● SUPPLIED DATA
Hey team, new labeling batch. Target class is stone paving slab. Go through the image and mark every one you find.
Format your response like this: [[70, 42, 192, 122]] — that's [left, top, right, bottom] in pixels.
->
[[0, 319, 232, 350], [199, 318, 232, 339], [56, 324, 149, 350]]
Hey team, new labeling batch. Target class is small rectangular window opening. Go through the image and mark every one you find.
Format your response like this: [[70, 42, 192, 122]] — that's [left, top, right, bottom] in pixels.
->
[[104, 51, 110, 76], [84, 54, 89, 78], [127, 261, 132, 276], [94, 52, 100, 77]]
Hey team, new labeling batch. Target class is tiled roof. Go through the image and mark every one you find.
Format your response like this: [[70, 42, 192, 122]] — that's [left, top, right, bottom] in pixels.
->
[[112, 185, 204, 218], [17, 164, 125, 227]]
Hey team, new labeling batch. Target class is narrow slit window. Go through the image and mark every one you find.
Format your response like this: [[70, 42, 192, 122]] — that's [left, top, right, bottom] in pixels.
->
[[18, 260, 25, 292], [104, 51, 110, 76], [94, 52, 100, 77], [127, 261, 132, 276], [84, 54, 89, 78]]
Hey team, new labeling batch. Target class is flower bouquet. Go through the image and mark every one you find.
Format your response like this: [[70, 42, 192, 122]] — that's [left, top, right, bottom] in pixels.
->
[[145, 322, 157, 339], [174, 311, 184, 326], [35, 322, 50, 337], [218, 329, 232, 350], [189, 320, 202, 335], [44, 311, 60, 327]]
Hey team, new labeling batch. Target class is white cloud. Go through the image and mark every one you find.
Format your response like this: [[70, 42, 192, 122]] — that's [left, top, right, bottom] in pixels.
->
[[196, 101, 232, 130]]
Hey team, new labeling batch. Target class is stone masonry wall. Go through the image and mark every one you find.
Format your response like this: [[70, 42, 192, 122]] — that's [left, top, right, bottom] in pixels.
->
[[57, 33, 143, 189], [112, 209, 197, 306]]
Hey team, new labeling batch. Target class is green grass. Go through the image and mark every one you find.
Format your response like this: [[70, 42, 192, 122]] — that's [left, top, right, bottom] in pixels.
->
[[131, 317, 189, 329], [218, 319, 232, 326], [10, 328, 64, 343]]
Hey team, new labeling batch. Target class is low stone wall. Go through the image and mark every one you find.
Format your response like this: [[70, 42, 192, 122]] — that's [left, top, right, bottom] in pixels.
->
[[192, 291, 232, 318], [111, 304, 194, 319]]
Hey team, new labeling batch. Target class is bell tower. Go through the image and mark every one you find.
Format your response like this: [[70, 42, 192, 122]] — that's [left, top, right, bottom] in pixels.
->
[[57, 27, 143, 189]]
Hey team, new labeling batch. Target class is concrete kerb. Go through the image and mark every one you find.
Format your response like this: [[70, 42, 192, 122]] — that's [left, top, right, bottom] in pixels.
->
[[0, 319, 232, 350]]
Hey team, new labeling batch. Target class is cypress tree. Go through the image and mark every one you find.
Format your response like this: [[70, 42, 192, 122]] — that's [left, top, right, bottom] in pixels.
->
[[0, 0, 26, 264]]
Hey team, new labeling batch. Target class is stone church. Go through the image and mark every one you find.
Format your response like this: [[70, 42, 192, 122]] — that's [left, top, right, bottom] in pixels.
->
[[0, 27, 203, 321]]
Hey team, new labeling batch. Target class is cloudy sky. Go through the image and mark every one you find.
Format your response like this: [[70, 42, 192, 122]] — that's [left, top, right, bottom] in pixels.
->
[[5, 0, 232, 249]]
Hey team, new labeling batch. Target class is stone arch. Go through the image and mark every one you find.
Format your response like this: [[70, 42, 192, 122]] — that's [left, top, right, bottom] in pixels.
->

● STATED PROBLEM
Find each line in the data above that contains the word "window", and copy those lines.

● EXPECTED ANSWER
Hey team, new labeling batch. Target class is small rectangular window opening. Go through the image and mark every one you find.
Hey team, new labeling batch. Target class is narrow slit window. Go through the image and mark every one you find.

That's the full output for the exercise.